* [PROVIDED ENTRIES]
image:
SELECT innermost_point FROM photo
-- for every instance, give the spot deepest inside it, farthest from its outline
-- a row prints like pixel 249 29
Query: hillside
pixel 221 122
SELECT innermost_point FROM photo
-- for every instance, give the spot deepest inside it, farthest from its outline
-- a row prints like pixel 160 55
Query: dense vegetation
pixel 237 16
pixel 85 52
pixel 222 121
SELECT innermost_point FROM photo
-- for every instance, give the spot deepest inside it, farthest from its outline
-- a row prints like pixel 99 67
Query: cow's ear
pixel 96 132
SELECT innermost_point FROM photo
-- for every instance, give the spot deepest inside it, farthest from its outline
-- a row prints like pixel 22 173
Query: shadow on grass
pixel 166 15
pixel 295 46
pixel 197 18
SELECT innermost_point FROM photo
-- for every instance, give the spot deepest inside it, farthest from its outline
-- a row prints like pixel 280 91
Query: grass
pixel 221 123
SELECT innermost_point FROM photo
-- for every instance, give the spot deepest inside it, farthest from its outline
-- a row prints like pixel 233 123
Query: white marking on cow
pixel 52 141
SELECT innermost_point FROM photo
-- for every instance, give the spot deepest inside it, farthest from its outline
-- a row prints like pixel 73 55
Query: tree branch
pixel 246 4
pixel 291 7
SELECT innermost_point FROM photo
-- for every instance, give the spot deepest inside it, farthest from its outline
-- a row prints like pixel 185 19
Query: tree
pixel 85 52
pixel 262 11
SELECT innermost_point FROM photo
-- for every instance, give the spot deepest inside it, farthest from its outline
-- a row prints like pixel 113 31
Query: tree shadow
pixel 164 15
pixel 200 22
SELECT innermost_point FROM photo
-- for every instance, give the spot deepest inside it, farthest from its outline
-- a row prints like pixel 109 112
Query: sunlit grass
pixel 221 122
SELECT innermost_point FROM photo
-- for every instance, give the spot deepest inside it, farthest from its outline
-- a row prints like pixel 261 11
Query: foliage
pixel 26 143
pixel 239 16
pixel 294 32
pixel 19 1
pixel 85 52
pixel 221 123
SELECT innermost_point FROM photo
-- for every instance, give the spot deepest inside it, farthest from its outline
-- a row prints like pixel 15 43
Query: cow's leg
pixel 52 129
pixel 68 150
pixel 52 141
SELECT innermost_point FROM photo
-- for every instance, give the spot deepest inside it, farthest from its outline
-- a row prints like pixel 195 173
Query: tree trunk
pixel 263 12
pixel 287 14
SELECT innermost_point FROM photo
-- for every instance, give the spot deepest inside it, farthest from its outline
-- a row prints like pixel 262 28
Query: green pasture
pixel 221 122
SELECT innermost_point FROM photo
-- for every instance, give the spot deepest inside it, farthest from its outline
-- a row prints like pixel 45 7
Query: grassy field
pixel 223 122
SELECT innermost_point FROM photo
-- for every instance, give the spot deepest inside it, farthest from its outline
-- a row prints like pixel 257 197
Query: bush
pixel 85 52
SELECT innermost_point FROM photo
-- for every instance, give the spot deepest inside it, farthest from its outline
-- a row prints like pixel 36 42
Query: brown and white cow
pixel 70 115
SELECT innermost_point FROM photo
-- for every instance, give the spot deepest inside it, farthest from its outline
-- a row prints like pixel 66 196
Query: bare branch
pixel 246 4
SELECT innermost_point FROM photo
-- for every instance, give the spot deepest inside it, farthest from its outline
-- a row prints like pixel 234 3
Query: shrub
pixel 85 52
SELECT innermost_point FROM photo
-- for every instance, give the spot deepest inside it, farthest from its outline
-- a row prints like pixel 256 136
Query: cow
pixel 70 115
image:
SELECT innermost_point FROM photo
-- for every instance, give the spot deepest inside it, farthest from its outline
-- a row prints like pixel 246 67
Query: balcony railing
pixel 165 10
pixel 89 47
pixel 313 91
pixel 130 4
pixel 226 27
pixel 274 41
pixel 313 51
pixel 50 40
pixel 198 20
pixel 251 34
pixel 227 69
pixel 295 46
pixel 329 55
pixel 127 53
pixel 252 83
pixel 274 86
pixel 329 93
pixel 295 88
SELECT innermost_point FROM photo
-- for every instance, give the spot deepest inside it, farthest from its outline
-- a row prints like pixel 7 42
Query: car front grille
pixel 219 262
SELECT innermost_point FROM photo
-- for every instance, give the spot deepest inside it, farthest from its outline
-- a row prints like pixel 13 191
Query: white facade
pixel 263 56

* [WHAT IS REQUIRED] Reproduce the lines of the data above verbatim, starting at the first line and ending at the line containing "pixel 96 132", both included.

* [OUTPUT OF THE TASK]
image:
SELECT innermost_point FROM photo
-- for every instance, give the spot deepest inside it, farthest from its outline
-- a row prints like pixel 249 29
Query: hillside
pixel 221 122
SELECT innermost_point FROM photo
-- for every instance, give the spot deepest inside it, farthest from its outline
-- a row prints like pixel 160 55
Query: dense vegetation
pixel 237 16
pixel 85 52
pixel 222 121
SELECT innermost_point FROM photo
-- for every instance, give the spot deepest inside it, farthest from its outline
-- a row prints like pixel 99 67
Query: cow's ear
pixel 96 132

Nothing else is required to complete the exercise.